Show every line of the data that contains the string "below".
START DATA FOR ANALYSIS
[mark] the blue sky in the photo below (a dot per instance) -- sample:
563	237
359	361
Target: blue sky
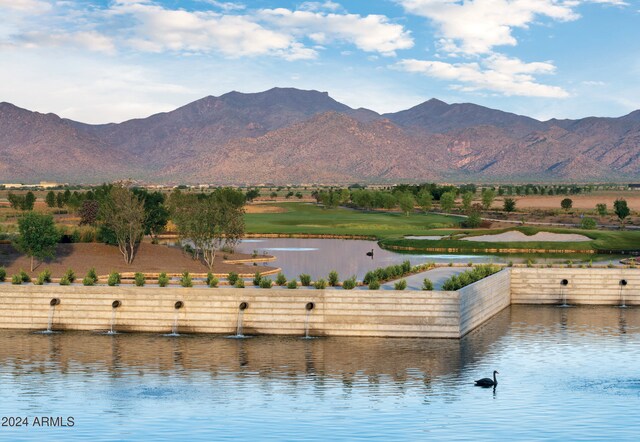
108	61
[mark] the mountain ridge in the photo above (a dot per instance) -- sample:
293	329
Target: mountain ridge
307	136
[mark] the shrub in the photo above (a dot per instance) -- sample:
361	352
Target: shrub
139	279
40	280
92	274
456	282
113	279
232	277
46	275
374	284
281	279
349	284
333	278
588	223
305	280
163	279
185	280
70	275
25	276
400	285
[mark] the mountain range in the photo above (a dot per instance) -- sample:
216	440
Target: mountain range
287	135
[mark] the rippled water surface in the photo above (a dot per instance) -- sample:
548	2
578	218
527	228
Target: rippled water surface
318	257
565	374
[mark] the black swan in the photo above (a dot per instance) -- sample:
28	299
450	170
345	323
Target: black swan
488	382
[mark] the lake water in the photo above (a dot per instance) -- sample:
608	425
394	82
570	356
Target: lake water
318	257
565	374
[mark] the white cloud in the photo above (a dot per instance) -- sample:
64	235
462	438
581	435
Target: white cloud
319	6
477	26
158	29
30	6
497	73
226	6
90	40
371	33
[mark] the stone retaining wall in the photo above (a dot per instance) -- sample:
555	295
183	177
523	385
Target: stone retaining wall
338	312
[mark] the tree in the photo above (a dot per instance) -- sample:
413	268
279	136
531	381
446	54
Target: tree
474	219
447	201
156	214
252	194
621	210
425	200
488	196
406	203
38	236
123	213
588	223
29	201
467	198
50	199
209	221
89	212
509	205
602	209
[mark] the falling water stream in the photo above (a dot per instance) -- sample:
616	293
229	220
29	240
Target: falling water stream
306	324
239	324
623	283
113	321
52	311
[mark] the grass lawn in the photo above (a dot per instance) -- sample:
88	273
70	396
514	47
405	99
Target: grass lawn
311	219
601	239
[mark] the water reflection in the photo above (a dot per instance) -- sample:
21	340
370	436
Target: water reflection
573	369
318	257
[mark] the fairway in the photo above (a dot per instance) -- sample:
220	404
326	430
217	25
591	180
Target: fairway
307	218
601	240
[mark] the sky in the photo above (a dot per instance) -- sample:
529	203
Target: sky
109	61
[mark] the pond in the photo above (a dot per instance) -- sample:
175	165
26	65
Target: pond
565	374
318	257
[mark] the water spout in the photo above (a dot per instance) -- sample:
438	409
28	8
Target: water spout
563	292
623	284
52	311
114	306
241	308
309	308
174	328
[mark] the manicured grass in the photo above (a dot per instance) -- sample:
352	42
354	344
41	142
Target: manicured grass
601	239
310	219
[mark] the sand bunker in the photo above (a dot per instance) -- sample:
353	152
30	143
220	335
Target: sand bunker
517	236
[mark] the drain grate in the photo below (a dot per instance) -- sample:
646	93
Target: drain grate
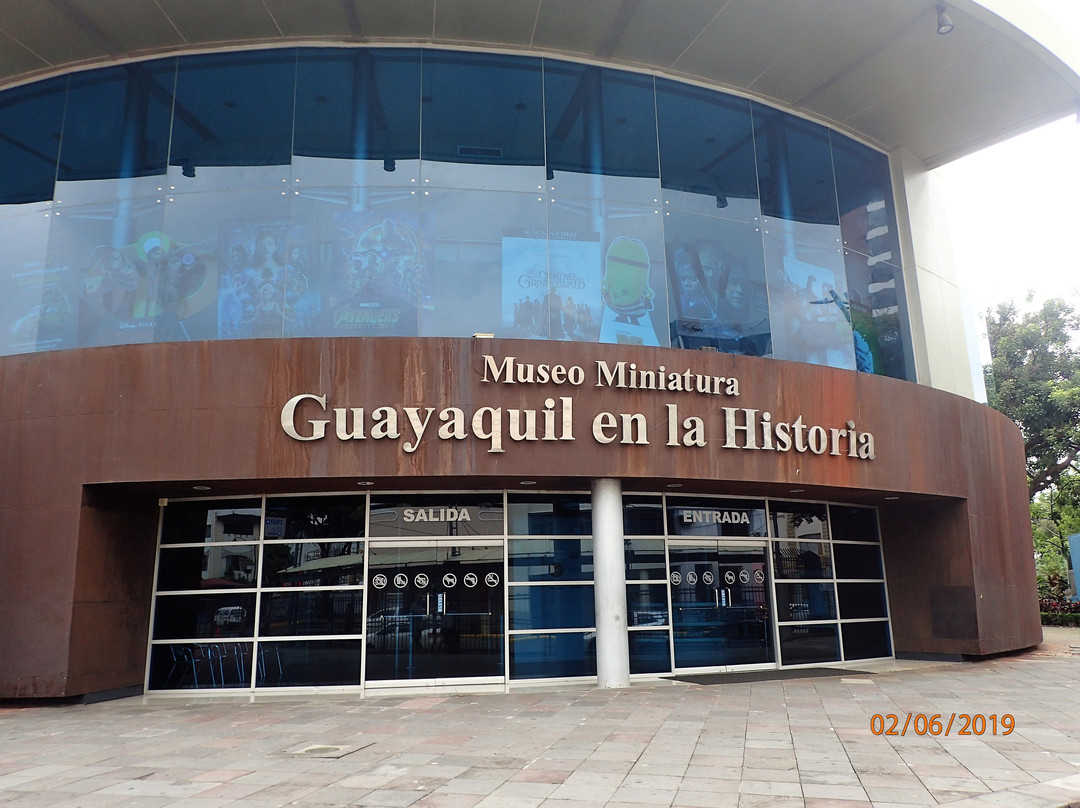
325	750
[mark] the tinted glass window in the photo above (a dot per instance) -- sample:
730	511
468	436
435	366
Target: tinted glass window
117	122
359	105
233	109
30	119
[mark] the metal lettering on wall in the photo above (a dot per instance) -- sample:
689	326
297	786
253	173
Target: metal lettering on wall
308	416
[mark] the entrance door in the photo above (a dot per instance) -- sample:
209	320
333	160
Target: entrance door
434	611
720	605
END DATA FOR ANALYSIS
(WRITTEN REPLY):
[mark] the blue sky in the photo below (a dot per instance) -- sample:
[mark] the drain grate in the photo below (a dot per instance) -- sample:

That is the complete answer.